[Image entries on named regions]
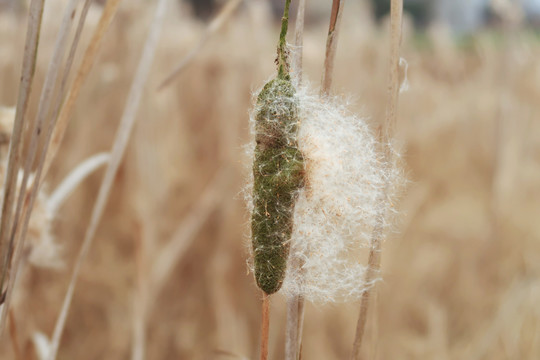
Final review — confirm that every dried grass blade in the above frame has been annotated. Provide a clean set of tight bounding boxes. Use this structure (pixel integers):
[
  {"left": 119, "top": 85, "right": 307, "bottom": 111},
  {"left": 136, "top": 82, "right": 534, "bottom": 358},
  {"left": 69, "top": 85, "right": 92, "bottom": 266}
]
[
  {"left": 43, "top": 0, "right": 121, "bottom": 177},
  {"left": 49, "top": 0, "right": 167, "bottom": 360},
  {"left": 351, "top": 0, "right": 403, "bottom": 360},
  {"left": 0, "top": 0, "right": 45, "bottom": 304},
  {"left": 321, "top": 0, "right": 345, "bottom": 95},
  {"left": 285, "top": 0, "right": 306, "bottom": 360},
  {"left": 292, "top": 0, "right": 306, "bottom": 84},
  {"left": 47, "top": 153, "right": 111, "bottom": 214}
]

_Goal_
Retype each of the items above word for word, leaving out the pictures.

_Response to this exercise_
Final review — confirm that every dried grass blade in the above frame has been annotated. Provide a clean set of tight bounding boxes. Use this structure (pixel integers):
[
  {"left": 119, "top": 85, "right": 307, "bottom": 111},
  {"left": 136, "top": 82, "right": 534, "bottom": 358},
  {"left": 69, "top": 85, "right": 92, "bottom": 266}
]
[
  {"left": 43, "top": 0, "right": 121, "bottom": 177},
  {"left": 49, "top": 0, "right": 167, "bottom": 360},
  {"left": 351, "top": 0, "right": 403, "bottom": 360},
  {"left": 0, "top": 0, "right": 45, "bottom": 304},
  {"left": 321, "top": 0, "right": 345, "bottom": 95},
  {"left": 285, "top": 0, "right": 306, "bottom": 360},
  {"left": 292, "top": 0, "right": 306, "bottom": 84},
  {"left": 47, "top": 153, "right": 111, "bottom": 214}
]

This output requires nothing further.